## The problem
Starting with the line that contains "Tag every instance of the sail batten" and stopping after the line that contains "Tag every instance of the white", copy the entries below exactly. Include nothing else.

## Exercise data
== Segment start ==

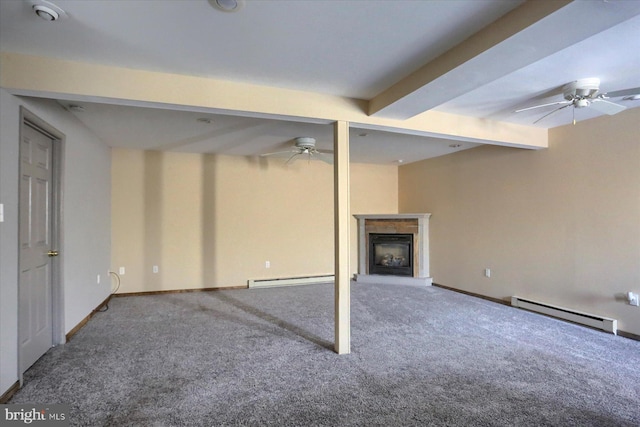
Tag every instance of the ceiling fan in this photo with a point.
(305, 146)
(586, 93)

== Segment end ==
== Segment start ==

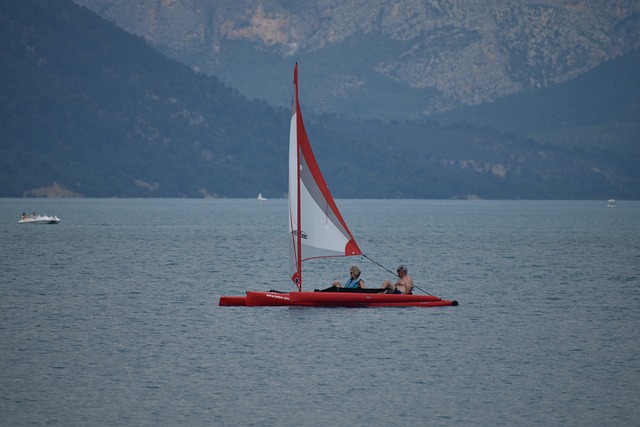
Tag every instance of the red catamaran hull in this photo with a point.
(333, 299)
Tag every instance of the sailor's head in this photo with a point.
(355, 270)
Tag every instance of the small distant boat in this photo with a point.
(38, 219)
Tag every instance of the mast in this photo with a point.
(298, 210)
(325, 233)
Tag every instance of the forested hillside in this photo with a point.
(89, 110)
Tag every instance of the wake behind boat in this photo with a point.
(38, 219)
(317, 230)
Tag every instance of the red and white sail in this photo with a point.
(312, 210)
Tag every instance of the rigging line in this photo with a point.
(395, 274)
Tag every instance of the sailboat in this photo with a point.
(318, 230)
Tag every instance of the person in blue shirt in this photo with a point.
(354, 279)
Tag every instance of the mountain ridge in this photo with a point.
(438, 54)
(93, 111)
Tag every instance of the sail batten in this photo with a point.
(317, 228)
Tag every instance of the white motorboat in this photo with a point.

== Segment end ==
== Segment start ==

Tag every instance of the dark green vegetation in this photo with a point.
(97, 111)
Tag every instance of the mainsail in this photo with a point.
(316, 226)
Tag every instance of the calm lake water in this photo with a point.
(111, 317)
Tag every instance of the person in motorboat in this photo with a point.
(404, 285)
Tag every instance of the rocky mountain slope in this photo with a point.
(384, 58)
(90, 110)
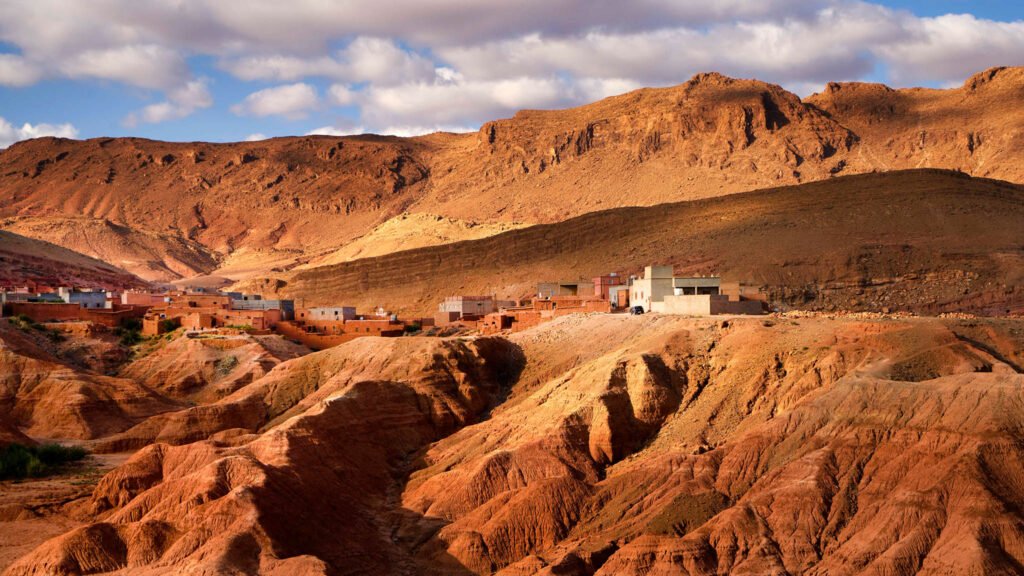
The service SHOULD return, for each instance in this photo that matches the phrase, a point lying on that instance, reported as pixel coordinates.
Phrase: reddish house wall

== Segment end ==

## Task result
Tag every instance of the sail batten in this photo with a point.
(317, 228)
Tag every instance of the white motorboat in this photo with a point.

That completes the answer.